* Begin Source excerpt *
Read/WriteWeb’s Web 2.0 Summit coverage sponsored by Yahoo!

In the final session of the day, John Battelle chats with Microsoft Chief
Software Architect Ray Ozzie. John starts with the now famous memo, which
“leaked” (but it wasn’t leaked, according to Ray) – he asked Ray how
it was progressing. Ray said the intent of the memo was to start people
thinking. He said now they’re at a very interesting juncture, now that office
and Vista are “done” – i.e. “released to manufacturing” said
Ray. He said this means when it will be released to the public, it won’t be
perfect but “it’s fulfilling the role that an operating system needs to
have in this era”. He said the single biggest thing Vista can do is provide
a secure environment for doing things on the Web. He said “Vista really was
secure by design”, to ensure vulnerabilities were removed before it is
shipped. Vista will be released to businesses by end of Nov, and to consumers by
end of January. Office is due by end of Nov.

John asks if there’ll be a cultural change in Microsoft. Ray says that
Microsoft has a lot of different groups and he says things have changed already
– but “it’s not one person that makes this happen, it’s a
conversation”.

John asks if the current web services and online advertising business model
as big a deal as the mid-90’s Gates memo on the Internet. Ray said it’s as big a
deal business-wise. He says they ask themselves what is the best way to deliver
value – which John notes is called ‘scenario-based design’. He says his message
in the memo was: for the experience being delivered via the Internet, which
piece will be on PC and which via the browser? So it’s an evolution of thinking
from the PC era, then the server era.

John asks what Ray thinks of Google. Ray praises Google and says they stay
focused on the user. John says Google is proving the advertising model for web
services, so he asks Ray what’s the zeitgeist on the Microsoft campus. John
mentions the office suite. Ray says there are half a billion odd users in the
office market, so he says they already have the audience – so his question is
how they deliver value to this audience in this era. John asks when Word will be
completely web native? Ray says it depends on the scenario of the usage – he
doesn’t see that it’s the right thing to do to take the PC interface and
functionality, and port it up to the Web. Ray says the Web is good at universal
access, sharing scenarios, etc – and the PC is good at flexible and fast UI, is
reliable. He says we’re going to a world where we’re dropping media items into
our documents, but the PC was designed for media editing.
* End Source excerpt *
• [What is being asked] List every release deadline given in the Web 2.0 Summit excerpt above, with the product, the audience if one is named, and the timing.
* Begin Supplied information *
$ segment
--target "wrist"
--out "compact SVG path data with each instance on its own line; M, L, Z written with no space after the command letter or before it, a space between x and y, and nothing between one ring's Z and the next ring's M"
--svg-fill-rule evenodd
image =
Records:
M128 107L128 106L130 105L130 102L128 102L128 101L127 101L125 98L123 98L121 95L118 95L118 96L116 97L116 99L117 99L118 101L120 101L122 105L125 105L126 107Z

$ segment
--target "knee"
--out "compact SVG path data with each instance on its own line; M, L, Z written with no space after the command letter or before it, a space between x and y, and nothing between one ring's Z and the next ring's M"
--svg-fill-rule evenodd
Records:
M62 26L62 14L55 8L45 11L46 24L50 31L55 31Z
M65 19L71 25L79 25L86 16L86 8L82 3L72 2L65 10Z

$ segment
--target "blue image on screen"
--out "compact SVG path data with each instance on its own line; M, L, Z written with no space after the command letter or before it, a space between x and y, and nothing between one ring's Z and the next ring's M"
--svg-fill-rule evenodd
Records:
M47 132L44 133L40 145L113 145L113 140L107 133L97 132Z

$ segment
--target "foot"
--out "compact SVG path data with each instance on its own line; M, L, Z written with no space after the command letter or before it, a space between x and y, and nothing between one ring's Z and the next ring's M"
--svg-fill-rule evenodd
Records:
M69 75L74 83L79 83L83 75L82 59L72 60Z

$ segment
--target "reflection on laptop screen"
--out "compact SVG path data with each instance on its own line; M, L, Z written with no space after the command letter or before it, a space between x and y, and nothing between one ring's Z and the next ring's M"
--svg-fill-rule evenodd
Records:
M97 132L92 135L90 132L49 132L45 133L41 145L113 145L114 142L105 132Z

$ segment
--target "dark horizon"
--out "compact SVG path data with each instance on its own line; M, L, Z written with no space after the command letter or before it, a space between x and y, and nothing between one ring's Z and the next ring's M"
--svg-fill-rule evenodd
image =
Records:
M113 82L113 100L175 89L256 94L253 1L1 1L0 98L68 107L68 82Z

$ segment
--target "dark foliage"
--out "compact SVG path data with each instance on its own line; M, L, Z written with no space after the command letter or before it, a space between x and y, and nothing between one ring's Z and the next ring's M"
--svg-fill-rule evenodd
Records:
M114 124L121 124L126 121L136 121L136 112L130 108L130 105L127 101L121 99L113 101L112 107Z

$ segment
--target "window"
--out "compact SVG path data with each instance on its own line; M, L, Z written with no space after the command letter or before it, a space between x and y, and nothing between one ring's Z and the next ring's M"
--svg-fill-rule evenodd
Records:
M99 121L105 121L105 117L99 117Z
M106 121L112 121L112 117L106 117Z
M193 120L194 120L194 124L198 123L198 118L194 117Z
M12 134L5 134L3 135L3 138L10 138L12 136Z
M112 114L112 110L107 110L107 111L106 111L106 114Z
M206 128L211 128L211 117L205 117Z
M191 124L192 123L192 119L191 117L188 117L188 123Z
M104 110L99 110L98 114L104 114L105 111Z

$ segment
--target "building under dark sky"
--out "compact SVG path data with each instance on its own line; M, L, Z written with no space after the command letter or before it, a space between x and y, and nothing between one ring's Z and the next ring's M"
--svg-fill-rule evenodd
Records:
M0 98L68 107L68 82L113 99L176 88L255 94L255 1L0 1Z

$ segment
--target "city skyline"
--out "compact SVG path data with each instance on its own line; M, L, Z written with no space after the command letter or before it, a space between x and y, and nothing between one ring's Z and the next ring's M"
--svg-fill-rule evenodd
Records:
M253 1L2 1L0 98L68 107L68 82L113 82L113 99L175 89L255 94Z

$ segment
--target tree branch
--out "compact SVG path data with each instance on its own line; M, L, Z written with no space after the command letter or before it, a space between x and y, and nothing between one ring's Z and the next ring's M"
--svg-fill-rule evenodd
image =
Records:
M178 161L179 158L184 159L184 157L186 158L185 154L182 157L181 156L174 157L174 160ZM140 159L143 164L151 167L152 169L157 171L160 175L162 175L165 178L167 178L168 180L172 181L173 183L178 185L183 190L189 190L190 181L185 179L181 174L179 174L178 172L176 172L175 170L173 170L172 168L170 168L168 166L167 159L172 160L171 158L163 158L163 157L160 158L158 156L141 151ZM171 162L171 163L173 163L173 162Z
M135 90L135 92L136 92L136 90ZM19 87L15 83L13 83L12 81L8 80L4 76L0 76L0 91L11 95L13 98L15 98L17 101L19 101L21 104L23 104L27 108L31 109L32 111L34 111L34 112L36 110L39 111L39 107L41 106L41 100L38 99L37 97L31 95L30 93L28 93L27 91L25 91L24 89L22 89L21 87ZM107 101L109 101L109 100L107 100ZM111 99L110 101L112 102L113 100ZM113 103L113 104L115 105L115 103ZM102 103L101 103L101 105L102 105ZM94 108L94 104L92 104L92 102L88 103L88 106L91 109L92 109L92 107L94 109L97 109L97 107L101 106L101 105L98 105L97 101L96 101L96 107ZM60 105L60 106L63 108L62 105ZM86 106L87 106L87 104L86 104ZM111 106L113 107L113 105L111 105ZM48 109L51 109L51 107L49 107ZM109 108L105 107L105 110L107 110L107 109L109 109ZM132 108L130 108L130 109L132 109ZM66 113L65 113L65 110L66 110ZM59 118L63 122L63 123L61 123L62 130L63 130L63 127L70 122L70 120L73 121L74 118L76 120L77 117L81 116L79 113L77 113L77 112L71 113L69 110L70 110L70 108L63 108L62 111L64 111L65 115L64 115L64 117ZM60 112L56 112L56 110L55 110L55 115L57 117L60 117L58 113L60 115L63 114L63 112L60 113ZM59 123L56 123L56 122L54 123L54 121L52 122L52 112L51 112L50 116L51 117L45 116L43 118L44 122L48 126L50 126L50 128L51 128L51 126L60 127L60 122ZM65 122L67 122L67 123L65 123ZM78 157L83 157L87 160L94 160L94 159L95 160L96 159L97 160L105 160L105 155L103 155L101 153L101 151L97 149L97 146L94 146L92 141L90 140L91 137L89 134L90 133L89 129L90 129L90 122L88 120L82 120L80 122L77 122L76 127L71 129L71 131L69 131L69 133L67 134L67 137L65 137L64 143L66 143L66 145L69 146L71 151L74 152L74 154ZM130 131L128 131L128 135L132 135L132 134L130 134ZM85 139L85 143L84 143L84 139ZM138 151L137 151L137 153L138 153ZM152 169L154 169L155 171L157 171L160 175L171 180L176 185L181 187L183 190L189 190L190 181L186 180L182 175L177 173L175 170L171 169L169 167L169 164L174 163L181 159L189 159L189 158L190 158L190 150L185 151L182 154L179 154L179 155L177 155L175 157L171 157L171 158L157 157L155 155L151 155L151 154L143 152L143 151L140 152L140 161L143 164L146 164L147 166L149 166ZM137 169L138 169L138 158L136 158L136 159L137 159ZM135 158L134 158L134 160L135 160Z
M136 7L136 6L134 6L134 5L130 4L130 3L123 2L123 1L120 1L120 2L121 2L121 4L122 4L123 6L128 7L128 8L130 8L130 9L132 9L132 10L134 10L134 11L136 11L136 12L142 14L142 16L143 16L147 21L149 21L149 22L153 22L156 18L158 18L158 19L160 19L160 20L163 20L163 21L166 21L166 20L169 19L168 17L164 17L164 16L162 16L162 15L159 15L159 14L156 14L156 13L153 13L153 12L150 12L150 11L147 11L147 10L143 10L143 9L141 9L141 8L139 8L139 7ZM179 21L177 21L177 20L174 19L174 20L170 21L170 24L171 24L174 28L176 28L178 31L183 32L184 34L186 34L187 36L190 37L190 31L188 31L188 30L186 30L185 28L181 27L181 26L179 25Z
* End Supplied information *
• [Final result]
- Vista for businesses: by the end of November
- Vista for consumers: by the end of January
- Office: by the end of November